Copy out, word for word, the stretch of lines below from the line containing "of the chimney" through the final line.

====

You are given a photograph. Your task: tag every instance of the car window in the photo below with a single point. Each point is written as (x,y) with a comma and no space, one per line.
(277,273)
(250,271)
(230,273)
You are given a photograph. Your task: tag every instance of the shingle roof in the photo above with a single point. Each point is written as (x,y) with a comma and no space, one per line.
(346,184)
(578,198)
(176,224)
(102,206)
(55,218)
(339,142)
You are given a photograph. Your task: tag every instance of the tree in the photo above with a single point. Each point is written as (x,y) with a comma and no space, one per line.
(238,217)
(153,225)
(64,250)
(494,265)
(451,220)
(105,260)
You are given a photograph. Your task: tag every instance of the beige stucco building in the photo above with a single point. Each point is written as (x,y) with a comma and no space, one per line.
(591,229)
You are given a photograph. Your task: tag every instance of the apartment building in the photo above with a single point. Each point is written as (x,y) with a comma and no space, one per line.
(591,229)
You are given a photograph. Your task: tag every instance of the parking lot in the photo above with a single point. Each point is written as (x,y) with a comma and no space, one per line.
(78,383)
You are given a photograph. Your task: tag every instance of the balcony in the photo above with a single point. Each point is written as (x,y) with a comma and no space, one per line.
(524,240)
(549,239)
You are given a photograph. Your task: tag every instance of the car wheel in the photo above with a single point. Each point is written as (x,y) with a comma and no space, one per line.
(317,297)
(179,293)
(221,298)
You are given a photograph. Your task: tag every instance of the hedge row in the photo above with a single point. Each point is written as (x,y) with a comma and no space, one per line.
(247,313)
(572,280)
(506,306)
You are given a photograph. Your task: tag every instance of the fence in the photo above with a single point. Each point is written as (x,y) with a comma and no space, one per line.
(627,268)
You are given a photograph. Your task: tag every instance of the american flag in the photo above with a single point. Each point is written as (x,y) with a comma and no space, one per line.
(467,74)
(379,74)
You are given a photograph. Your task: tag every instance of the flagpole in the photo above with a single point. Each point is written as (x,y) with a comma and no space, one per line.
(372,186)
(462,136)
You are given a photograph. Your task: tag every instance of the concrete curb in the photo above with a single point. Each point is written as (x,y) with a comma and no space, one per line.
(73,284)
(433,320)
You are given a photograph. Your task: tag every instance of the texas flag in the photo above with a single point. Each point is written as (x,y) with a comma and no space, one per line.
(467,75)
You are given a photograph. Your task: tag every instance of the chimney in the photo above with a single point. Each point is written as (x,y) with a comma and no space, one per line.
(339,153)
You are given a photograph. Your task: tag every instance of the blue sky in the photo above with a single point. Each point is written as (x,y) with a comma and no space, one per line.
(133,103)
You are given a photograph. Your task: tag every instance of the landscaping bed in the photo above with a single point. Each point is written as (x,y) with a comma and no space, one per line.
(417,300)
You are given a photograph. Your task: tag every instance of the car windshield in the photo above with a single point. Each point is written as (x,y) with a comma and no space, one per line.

====

Problem solution
You are given a photograph. Your task: tag every instance of the chimney in the photo above with a single point. Each point is written as (x,y) with a comma and no space, one per line.
(339,153)
You are given a photograph. Your task: tag every instance of the blue sky in the photo above with a single point. Each point is written as (x,y) with a comma and no space, one per line.
(133,103)
You are given a photograph. Your task: tag every instance of the landscaping bed in the photo above with a single point. Each point is written as (x,y) with a comma and no space, one per line.
(417,300)
You are given a photograph. Your task: tag every instance of the car windshield in the photo above with a single point. Each point is written as (x,y) with a comma and no space, one per line.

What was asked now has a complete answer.